Point annotation dataset records:
# # # # # # #

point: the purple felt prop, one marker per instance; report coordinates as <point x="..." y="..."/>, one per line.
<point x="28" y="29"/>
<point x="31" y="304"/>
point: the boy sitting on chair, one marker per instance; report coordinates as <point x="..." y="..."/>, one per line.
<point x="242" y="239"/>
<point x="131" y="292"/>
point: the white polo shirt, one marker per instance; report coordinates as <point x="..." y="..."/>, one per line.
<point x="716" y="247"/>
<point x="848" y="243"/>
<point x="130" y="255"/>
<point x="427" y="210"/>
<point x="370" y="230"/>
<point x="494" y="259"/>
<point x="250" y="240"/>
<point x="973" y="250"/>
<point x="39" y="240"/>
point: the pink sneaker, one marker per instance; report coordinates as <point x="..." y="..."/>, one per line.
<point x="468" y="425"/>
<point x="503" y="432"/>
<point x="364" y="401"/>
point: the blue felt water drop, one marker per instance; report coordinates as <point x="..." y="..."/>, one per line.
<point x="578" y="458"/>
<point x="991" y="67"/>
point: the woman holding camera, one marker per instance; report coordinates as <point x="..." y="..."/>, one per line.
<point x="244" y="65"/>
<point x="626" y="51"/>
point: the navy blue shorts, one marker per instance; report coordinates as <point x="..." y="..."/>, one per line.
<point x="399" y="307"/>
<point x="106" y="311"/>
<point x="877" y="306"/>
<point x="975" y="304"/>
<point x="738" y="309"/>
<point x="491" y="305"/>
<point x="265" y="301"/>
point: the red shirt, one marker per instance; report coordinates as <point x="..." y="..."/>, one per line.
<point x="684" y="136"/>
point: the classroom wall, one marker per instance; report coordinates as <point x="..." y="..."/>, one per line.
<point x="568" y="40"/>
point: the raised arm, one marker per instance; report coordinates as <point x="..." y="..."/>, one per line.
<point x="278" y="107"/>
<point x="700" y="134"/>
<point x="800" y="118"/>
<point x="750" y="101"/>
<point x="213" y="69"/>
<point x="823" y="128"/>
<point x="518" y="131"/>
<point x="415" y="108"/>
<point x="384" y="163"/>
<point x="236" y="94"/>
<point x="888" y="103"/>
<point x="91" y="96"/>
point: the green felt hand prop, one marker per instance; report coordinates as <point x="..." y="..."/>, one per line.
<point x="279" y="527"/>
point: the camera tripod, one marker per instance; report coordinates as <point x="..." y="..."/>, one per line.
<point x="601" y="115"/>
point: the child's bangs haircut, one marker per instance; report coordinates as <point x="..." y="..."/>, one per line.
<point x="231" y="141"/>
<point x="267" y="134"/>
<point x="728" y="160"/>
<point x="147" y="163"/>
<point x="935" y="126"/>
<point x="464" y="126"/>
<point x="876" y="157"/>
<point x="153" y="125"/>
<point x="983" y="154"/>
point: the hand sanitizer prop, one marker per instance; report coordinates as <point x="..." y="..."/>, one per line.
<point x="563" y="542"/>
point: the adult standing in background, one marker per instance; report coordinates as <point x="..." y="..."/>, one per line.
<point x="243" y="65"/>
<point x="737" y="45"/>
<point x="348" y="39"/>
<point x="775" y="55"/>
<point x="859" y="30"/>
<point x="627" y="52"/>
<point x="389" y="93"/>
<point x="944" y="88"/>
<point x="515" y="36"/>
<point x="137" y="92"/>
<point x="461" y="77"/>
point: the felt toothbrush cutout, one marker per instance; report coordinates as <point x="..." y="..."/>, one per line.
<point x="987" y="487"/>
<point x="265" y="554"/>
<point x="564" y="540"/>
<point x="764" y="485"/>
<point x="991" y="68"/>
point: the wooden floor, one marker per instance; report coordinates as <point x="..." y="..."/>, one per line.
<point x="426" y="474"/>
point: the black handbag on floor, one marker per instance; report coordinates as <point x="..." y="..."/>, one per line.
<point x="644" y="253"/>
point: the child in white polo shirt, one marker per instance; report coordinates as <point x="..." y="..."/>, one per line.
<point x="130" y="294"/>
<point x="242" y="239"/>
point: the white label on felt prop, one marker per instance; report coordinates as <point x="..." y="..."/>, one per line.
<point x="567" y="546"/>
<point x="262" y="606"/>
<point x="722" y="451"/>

# # # # # # #

» WHAT THIS TASK INVOLVES:
Retype the entries exactly, including every line.

» REPLY:
point: the purple felt prop, one marker per instance; report coordinates as <point x="..." y="..."/>, one per line.
<point x="28" y="29"/>
<point x="31" y="304"/>
point: the boy sitting on chair, one marker per instance; report coordinates as <point x="..." y="..."/>, one per line.
<point x="242" y="239"/>
<point x="131" y="292"/>
point: the white polo shirt, one marker per instance; report coordinates as <point x="..." y="..."/>, one per line.
<point x="716" y="247"/>
<point x="848" y="243"/>
<point x="130" y="255"/>
<point x="427" y="210"/>
<point x="370" y="230"/>
<point x="494" y="259"/>
<point x="250" y="240"/>
<point x="973" y="250"/>
<point x="39" y="240"/>
point: the pink sneaker, one marker per instance; report coordinates as <point x="..." y="..."/>, one per line.
<point x="468" y="425"/>
<point x="503" y="432"/>
<point x="364" y="401"/>
point: the blue felt water drop, one marker per instance; report coordinates as <point x="..." y="..."/>, one per line.
<point x="578" y="458"/>
<point x="991" y="67"/>
point: the woman holding camera, one marker per instance; report coordinates as <point x="..." y="..."/>, one per line.
<point x="244" y="65"/>
<point x="626" y="51"/>
point: the navy blue shorts, one marker per instance; report coordinates as <point x="..." y="..."/>, one per line.
<point x="399" y="307"/>
<point x="106" y="311"/>
<point x="877" y="306"/>
<point x="975" y="304"/>
<point x="738" y="309"/>
<point x="491" y="305"/>
<point x="265" y="301"/>
point: the red shirt, one marker per instance; report coordinates as <point x="..." y="..."/>, one per line.
<point x="684" y="136"/>
point: the classroom wall, one marker per instance; report coordinates as <point x="..." y="..."/>, one per line.
<point x="568" y="40"/>
point: the raised arm, one marker per instance; report coordinates as <point x="..." y="..."/>, one per line.
<point x="278" y="107"/>
<point x="700" y="134"/>
<point x="800" y="118"/>
<point x="750" y="101"/>
<point x="213" y="69"/>
<point x="823" y="128"/>
<point x="518" y="131"/>
<point x="415" y="108"/>
<point x="384" y="163"/>
<point x="236" y="94"/>
<point x="888" y="103"/>
<point x="91" y="96"/>
point: the green felt hand prop, one marker per instance; report coordinates as <point x="..." y="..."/>, one per line.
<point x="279" y="527"/>
point: the camera tripod, one marker per instance; report coordinates as <point x="..." y="..."/>, one per line.
<point x="601" y="115"/>
point: the child's bangs haircut, one marker per instance; report coordinates as <point x="..." y="..."/>, one per line.
<point x="231" y="141"/>
<point x="267" y="134"/>
<point x="728" y="160"/>
<point x="147" y="163"/>
<point x="935" y="126"/>
<point x="464" y="126"/>
<point x="876" y="157"/>
<point x="153" y="125"/>
<point x="983" y="154"/>
point: the hand sanitizer prop, one marker per instance; report coordinates as <point x="..." y="..."/>, one per line.
<point x="563" y="542"/>
point: the adult standing in background, one marker per instance; report coordinates as <point x="..." y="..."/>, one per line.
<point x="243" y="65"/>
<point x="737" y="45"/>
<point x="348" y="39"/>
<point x="775" y="55"/>
<point x="859" y="30"/>
<point x="627" y="52"/>
<point x="389" y="93"/>
<point x="944" y="88"/>
<point x="515" y="36"/>
<point x="137" y="92"/>
<point x="461" y="77"/>
point: the felt toothbrush cutout, one marker per instance; report coordinates as <point x="..." y="..."/>, one per line.
<point x="987" y="487"/>
<point x="265" y="554"/>
<point x="564" y="540"/>
<point x="764" y="485"/>
<point x="991" y="68"/>
point: the wooden floor, one marker per instance; report coordinates as <point x="..." y="..."/>, one per line.
<point x="426" y="474"/>
point: the black handbag on floor, one marker per instance; report coordinates as <point x="..." y="..."/>, one per line.
<point x="644" y="253"/>
point: the child in white polo shirt, one marker per instance; report coordinates as <point x="..." y="..."/>, one per line.
<point x="130" y="294"/>
<point x="242" y="239"/>
point: the white label on felt prop, one marker per instance; report coordinates as <point x="..." y="..."/>, one per line.
<point x="567" y="546"/>
<point x="262" y="606"/>
<point x="722" y="451"/>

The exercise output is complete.